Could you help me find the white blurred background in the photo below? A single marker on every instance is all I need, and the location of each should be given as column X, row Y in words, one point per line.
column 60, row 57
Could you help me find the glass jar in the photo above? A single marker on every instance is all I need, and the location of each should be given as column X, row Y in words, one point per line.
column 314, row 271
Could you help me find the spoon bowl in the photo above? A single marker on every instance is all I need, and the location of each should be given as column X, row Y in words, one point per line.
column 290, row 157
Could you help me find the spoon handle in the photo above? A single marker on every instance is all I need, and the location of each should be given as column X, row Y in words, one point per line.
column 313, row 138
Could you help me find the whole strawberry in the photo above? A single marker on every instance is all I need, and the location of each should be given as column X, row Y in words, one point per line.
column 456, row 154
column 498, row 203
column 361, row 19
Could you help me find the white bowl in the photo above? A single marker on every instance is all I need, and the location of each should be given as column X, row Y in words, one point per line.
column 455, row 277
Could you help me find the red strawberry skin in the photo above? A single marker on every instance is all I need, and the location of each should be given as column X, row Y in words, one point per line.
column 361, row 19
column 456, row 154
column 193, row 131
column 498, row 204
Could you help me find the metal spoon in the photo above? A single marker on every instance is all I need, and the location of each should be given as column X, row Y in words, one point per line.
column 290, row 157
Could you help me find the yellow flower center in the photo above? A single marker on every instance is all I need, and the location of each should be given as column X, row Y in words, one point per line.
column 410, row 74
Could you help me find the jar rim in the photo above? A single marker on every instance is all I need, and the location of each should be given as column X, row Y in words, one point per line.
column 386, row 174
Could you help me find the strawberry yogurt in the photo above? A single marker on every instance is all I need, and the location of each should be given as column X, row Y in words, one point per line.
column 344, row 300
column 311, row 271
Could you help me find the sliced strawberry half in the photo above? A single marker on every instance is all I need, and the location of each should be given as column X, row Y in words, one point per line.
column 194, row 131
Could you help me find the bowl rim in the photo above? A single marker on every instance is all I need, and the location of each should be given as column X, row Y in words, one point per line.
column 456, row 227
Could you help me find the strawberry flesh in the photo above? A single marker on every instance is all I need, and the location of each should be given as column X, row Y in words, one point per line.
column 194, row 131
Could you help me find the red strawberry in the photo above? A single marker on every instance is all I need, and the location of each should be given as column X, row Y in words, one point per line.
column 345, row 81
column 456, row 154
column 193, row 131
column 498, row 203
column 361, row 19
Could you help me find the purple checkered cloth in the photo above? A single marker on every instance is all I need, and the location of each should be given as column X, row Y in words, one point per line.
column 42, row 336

....

* _To do_:
Turn all the records above into a two-column CSV with the header row input,output. Give one row per record, with the record's text and its answer each in a single quoted field and any line breaks replaced by spaces.

* _Task result_:
input,output
"Could you help me find the white blurred background in the photo below? A single marker on every instance is all I need, and the location of each should be given as column X, row Y in words, one point per line.","column 60, row 57"
"Could you help me find the glass jar in the photo above? A single marker on every instance is all I need, and the location of each should be given as column X, row Y in words, one point per line.","column 314, row 271"
"Could you help me find the spoon bowl in the photo above? A single marker on every instance is all I need, and the location of each should be given as column X, row Y in words, one point per line.","column 290, row 157"
"Could you help me find the spoon handle in the photo above? A single marker on every instance is all I need, and the location of each should be given as column X, row Y in words, one point per line.","column 313, row 138"
"Could you help me find the whole strawberry in the photo above? A single marker on every instance is all I need, and the location of each should be given as column X, row Y in words, one point per line.","column 456, row 154 column 498, row 203 column 361, row 19"
"Could you help me find the white bowl in the photo above? A single marker on every instance is all I need, and the location of each should be given as column X, row Y in words, one point per line.","column 455, row 277"
"Could you help me find the red strawberry skin in the photo above? A single marker on every instance is all I need, and the location of each should be given as column X, row Y in words, one point per line.","column 361, row 19 column 456, row 154 column 193, row 131 column 498, row 204"
"Could you help me find the metal spoon in the photo above? A single marker on every instance is all I need, and the location of each should be given as column X, row Y in words, one point per line.","column 290, row 157"
"Could you help me find the yellow flower center in the photo above? A single marker on every instance is all I need, and the location of each should be given as column X, row Y in words, one point per line.","column 410, row 74"
"Could you help me find the jar rim in the photo above? A single marker on every instance is all I need, and the location of each should be given as column X, row Y in words, one point per line.","column 386, row 174"
"Could you help me find the strawberry yogurt in the photo above? A single marker on every instance is all I need, and the location of each should be given as column X, row Y in words, one point per line.","column 344, row 300 column 311, row 271"
"Could you help me find the sliced strawberry half in the photo above? A single marker on every instance is all I need, and the location of each should be given as column X, row Y in words, one point per line.","column 194, row 131"
"Could you help me find the bowl rim in the photo above? A single marker on every instance is all I need, and the location of each should be given as column X, row Y in words, one point per line.","column 456, row 227"
"Could you help me find the strawberry flesh in the photo above? A single marker on every instance is all I need, and the location of each should be given as column X, row Y in words, one point per line.","column 194, row 131"
"Could you help me find the red strawberry in the photo above? A single marker on every instance is all I need, and the location of each should be given as column X, row Y in words, one point per line.","column 345, row 81 column 456, row 154 column 193, row 131 column 498, row 203 column 361, row 19"
"Could you help me find the purple checkered cloth in the photo above? A single marker on every instance is all I need, and the location of each should be given as column X, row Y in words, one point per line.","column 42, row 336"